READING TEXT
Overcoming Turing: Rethinking Evaluation in the Era of Large Language Models

The success of OpenAI’s GPT-4  in passing various professional exams, raising questions about the extent of artificial intelligence and its comparison to human intelligence. Some have suggested that it passed the Turing test as its conversational abilities have become so proficient that distinguishing its responses from a human’s has become increasingly difficult.

The Turing test, proposed by the renowned computer scientist Alan Turing, evaluates a machine’s ability to exhibit human-like intelligence. Fundamentally, the Turing test was never actually considered a test, or even intended to be a validating assessment. The Turing test was more accurately understood as a philosophical thought experiment, akin to another known and related “test,” the Chinese Room Argument.

Imagine a native English speaker who knows no Chinese locked in a room full of boxes of Chinese symbols (a database) together with a book of instructions for manipulating the symbols (the program). Imagine that people outside the room send in other Chinese symbols which, unknown to the person in the room, are questions in Chinese (the input). And imagine that by following the instructions in the program the man in the room is able to pass out Chinese symbols which are correct answers to the questions (the output). The program enables the person in the room to pass the Turing Test for understanding Chinese but he does not understand a word of Chinese

Cole, David, “The Chinese Room Argument”, The Stanford Encyclopedia of Philosophy (Summer 2023 Edition), Edward N. Zalta & Uri Nodelman (eds.), 

Further to this clarification, the question behind the Turing test was not actually whether machines could think: it was understanding whether machines could mimic a person. Indeed Turing begins the article by describing it as the imitation game.

REQUIRED ACTIONS
1. Reproduce, word for word, the part of the article on the Turing test that opens with the words containing "Overcoming Turing: Rethinking" and closes with "Chinese Room Argument.".
2. In the article on the Turing test, what name does Turing give the test when he begins his article?
3. Decide whether each statement agrees with the article on the Turing test. Answer yes or no, and quote the words that decide it.
(a) The Turing test was first meant as a validating assessment.
(b) In the Chinese Room, the book of instructions stands for the program.
(c) The person in the Chinese Room understands Chinese.
The lines after the article on the Turing test aren't needed.

RAW DATA
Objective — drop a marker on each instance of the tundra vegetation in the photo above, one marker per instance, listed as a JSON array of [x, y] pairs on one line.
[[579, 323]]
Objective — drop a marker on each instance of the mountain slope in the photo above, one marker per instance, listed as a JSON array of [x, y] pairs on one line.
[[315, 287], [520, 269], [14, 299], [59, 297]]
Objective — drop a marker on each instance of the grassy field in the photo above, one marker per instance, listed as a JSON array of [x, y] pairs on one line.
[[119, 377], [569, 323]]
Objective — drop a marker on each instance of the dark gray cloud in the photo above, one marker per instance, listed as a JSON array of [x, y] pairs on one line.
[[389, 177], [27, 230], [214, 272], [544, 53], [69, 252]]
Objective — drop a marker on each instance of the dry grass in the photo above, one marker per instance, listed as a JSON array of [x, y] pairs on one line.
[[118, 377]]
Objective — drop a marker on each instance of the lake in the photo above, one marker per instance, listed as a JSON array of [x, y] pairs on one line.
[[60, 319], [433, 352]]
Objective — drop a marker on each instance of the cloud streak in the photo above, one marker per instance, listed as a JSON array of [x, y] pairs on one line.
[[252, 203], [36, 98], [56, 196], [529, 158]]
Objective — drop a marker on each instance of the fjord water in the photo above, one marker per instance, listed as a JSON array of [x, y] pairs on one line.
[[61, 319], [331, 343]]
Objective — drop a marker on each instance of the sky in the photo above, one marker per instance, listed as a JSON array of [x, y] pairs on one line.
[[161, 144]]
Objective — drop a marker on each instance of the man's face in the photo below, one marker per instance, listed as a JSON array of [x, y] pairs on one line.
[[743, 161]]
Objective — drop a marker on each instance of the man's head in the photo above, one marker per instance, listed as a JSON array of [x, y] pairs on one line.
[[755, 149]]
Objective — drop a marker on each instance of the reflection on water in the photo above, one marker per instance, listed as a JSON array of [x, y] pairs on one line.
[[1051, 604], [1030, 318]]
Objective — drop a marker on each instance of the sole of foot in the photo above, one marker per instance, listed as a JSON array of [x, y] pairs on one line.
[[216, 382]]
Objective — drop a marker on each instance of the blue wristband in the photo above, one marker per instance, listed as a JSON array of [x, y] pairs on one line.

SOLUTIONS TO EACH TASK
1.
Overcoming Turing: Rethinking Evaluation in the Era of Large Language Models

The success of OpenAI’s GPT-4  in passing various professional exams, raising questions about the extent of artificial intelligence and its comparison to human intelligence. Some have suggested that it passed the Turing test as its conversational abilities have become so proficient that distinguishing its responses from a human’s has become increasingly difficult.

The Turing test, proposed by the renowned computer scientist Alan Turing, evaluates a machine’s ability to exhibit human-like intelligence. Fundamentally, the Turing test was never actually considered a test, or even intended to be a validating assessment. The Turing test was more accurately understood as a philosophical thought experiment, akin to another known and related “test,” the Chinese Room Argument.

2. The imitation game.

3.
(a) No: "the Turing test was never actually considered a test, or even intended to be a validating assessment."
(b) Yes: "a book of instructions for manipulating the symbols (the program)"
(c) No: "he does not understand a word of Chinese"